(Labeled shape records)
/---

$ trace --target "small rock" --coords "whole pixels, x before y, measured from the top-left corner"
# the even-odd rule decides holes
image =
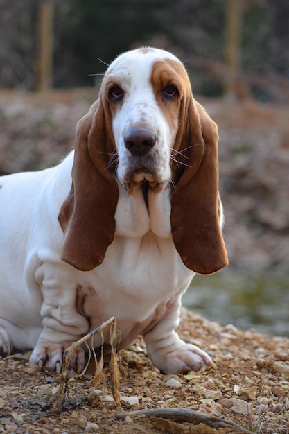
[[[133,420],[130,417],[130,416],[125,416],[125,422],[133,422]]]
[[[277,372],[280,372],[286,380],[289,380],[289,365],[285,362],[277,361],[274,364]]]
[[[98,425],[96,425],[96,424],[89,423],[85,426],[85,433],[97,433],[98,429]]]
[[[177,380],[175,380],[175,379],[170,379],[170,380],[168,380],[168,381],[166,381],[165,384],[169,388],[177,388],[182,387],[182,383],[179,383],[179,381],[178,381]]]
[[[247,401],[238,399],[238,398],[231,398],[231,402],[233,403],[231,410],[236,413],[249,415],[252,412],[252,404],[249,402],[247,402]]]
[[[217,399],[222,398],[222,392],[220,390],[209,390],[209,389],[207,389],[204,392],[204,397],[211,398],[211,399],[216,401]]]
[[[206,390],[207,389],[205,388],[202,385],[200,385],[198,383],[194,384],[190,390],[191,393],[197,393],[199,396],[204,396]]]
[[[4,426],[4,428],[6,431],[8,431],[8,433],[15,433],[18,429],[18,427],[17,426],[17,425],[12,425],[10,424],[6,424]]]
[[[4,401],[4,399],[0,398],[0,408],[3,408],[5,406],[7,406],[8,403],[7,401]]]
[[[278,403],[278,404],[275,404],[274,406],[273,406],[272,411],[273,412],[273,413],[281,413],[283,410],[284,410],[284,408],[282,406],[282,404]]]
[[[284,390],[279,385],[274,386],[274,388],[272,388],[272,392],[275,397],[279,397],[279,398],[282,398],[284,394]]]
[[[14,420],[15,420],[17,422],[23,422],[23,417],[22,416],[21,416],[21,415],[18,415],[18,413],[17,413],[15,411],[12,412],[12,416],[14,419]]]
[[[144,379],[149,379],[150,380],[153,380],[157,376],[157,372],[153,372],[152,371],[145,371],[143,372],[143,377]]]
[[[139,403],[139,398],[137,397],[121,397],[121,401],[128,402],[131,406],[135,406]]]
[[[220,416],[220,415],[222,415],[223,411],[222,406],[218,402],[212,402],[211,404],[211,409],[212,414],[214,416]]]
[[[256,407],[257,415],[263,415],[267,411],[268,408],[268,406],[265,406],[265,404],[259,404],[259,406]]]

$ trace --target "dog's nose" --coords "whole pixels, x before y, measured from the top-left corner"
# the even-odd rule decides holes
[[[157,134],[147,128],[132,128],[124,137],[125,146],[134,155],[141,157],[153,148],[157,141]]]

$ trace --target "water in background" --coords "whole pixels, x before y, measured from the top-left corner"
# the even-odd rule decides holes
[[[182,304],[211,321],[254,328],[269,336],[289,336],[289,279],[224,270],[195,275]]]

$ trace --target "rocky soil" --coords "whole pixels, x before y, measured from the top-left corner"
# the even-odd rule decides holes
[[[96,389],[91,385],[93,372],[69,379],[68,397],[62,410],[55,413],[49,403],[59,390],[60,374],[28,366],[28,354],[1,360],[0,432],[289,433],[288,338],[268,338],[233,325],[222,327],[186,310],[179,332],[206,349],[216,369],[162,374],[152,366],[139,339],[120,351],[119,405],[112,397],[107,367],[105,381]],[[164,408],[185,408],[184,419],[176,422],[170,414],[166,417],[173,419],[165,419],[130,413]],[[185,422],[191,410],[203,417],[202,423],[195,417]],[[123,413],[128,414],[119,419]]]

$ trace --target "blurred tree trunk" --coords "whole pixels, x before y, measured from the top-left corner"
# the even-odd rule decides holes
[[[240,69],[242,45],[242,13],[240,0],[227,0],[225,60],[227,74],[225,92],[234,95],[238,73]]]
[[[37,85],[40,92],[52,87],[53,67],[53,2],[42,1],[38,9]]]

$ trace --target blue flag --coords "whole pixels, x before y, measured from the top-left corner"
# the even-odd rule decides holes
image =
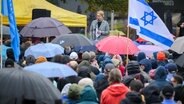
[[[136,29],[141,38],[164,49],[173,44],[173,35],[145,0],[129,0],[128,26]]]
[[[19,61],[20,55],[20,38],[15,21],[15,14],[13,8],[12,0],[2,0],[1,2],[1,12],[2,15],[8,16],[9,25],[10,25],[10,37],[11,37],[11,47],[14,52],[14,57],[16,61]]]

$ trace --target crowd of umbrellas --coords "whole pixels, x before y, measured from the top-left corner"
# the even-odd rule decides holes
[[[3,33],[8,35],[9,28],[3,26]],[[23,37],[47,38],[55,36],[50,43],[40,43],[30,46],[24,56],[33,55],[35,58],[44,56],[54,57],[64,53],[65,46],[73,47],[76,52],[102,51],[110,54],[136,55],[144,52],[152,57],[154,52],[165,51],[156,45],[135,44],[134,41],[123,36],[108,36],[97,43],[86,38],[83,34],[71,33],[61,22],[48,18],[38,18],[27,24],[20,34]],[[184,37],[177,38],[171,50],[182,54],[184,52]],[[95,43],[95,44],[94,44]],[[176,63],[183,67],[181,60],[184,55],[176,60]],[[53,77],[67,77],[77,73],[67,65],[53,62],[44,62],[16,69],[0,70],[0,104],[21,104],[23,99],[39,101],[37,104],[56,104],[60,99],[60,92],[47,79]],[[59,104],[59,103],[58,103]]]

\---

Given request: Reproduce all of the material above line for line, with no changes. Leave the pictures out.

Exercise answer:
$ trace --target "small rock" --coords "whole pixels, x before y, measured from the top-left corner"
# the even-odd rule decides holes
image =
[[[133,420],[130,417],[130,416],[125,416],[125,422],[133,422]]]
[[[277,372],[280,372],[286,380],[289,380],[289,365],[285,362],[277,361],[274,364]]]
[[[98,425],[96,425],[96,424],[89,423],[85,426],[85,433],[97,433],[98,429]]]
[[[177,380],[175,380],[175,379],[170,379],[170,380],[168,380],[168,381],[166,381],[165,384],[169,388],[177,388],[182,387],[182,383],[179,383],[179,381],[178,381]]]
[[[247,401],[238,399],[238,398],[231,398],[231,402],[233,403],[231,410],[236,413],[249,415],[252,412],[252,404],[249,402],[247,402]]]
[[[217,399],[222,398],[222,392],[220,390],[209,390],[209,389],[207,389],[204,392],[204,397],[211,398],[211,399],[216,401]]]
[[[206,390],[207,389],[205,388],[202,385],[200,385],[198,383],[194,384],[190,390],[191,393],[197,393],[199,396],[204,396]]]
[[[4,426],[4,428],[6,431],[8,431],[8,433],[15,433],[18,429],[18,427],[17,426],[17,425],[12,425],[10,424],[6,424]]]
[[[4,401],[4,399],[0,398],[0,408],[3,408],[5,406],[7,406],[8,403],[7,401]]]
[[[278,403],[278,404],[275,404],[274,406],[273,406],[272,411],[273,412],[273,413],[281,413],[283,410],[284,410],[284,408],[282,406],[282,404]]]
[[[284,390],[279,385],[274,386],[274,388],[272,388],[272,392],[275,397],[279,397],[279,398],[282,398],[284,394]]]
[[[14,420],[15,420],[17,422],[23,422],[23,417],[22,416],[21,416],[21,415],[18,415],[18,413],[17,413],[15,411],[12,412],[12,416],[14,419]]]
[[[144,379],[149,379],[150,380],[153,380],[157,376],[157,372],[153,372],[152,371],[145,371],[143,372],[143,377]]]
[[[139,403],[139,398],[137,397],[121,397],[121,401],[128,402],[131,406],[135,406]]]
[[[220,416],[220,415],[222,415],[223,411],[222,406],[218,402],[212,402],[211,404],[211,409],[212,414],[214,416]]]
[[[256,407],[257,415],[263,415],[267,411],[268,408],[268,406],[265,406],[265,404],[259,404],[259,406]]]

$ trace --target "dog's nose" --coords "whole pixels, x before y, measured from the top-left corner"
# the even-odd rule decides holes
[[[157,134],[147,128],[132,128],[124,137],[125,146],[134,155],[141,157],[153,148],[157,141]]]

$ trace --target "water in background" --coords "whole pixels, x before y, measured from the top-left corner"
# the even-odd rule decides holes
[[[182,304],[211,321],[254,328],[269,336],[289,336],[289,279],[224,270],[195,275]]]

$ trace --target "rocky soil" --coords "whole pixels, x before y, measured from the top-left corner"
# the even-odd rule decides holes
[[[96,389],[91,385],[93,372],[69,379],[68,397],[62,410],[55,413],[49,403],[59,390],[60,374],[28,366],[28,354],[1,360],[0,432],[289,433],[288,338],[268,338],[233,325],[222,327],[186,310],[179,332],[206,349],[216,369],[162,374],[152,366],[139,339],[120,351],[119,405],[112,397],[107,367],[105,381]],[[164,408],[185,408],[184,419],[176,422],[170,414],[166,417],[173,419],[165,419],[130,413]],[[185,422],[191,410],[203,417],[202,423],[195,417]],[[123,413],[128,414],[119,419]]]

$ trace --target "blurred tree trunk" --coords "whole pixels, x before y, measured from the top-left corner"
# the even-odd rule decides holes
[[[240,69],[242,45],[242,13],[240,0],[227,0],[225,60],[227,74],[225,92],[234,95],[238,73]]]
[[[37,85],[40,92],[52,87],[53,67],[53,2],[42,1],[38,9]]]

$ trace --target blue flag --coords "whole pixels, x before y, measured from the top-left corner"
# the even-odd rule decides holes
image =
[[[136,29],[141,38],[164,49],[173,44],[173,35],[145,0],[129,0],[128,26]]]
[[[19,61],[20,55],[20,38],[15,21],[15,14],[13,8],[12,0],[2,0],[1,2],[1,12],[2,15],[8,16],[9,25],[10,25],[10,37],[11,37],[11,47],[14,52],[14,57],[16,61]]]

$ trace --target crowd of umbrellas --coords "whole pixels, x before y, measured from the top-left corner"
# the even-odd rule decides holes
[[[3,33],[8,35],[9,28],[3,26]],[[23,37],[47,38],[55,36],[50,43],[40,43],[30,46],[24,56],[33,55],[35,58],[44,56],[54,57],[64,53],[65,46],[73,47],[76,52],[102,51],[110,54],[136,55],[144,52],[152,57],[154,52],[165,51],[156,45],[135,44],[134,41],[123,36],[108,36],[97,43],[86,38],[83,34],[71,33],[61,22],[48,18],[38,18],[27,24],[20,34]],[[184,37],[177,38],[171,50],[182,54],[184,52]],[[95,43],[95,44],[94,44]],[[176,63],[183,67],[181,60],[184,55],[176,60]],[[53,77],[67,77],[77,73],[67,65],[53,62],[44,62],[16,69],[0,70],[0,104],[21,104],[23,99],[39,101],[37,104],[56,104],[60,99],[60,92],[47,79]],[[59,104],[59,103],[58,103]]]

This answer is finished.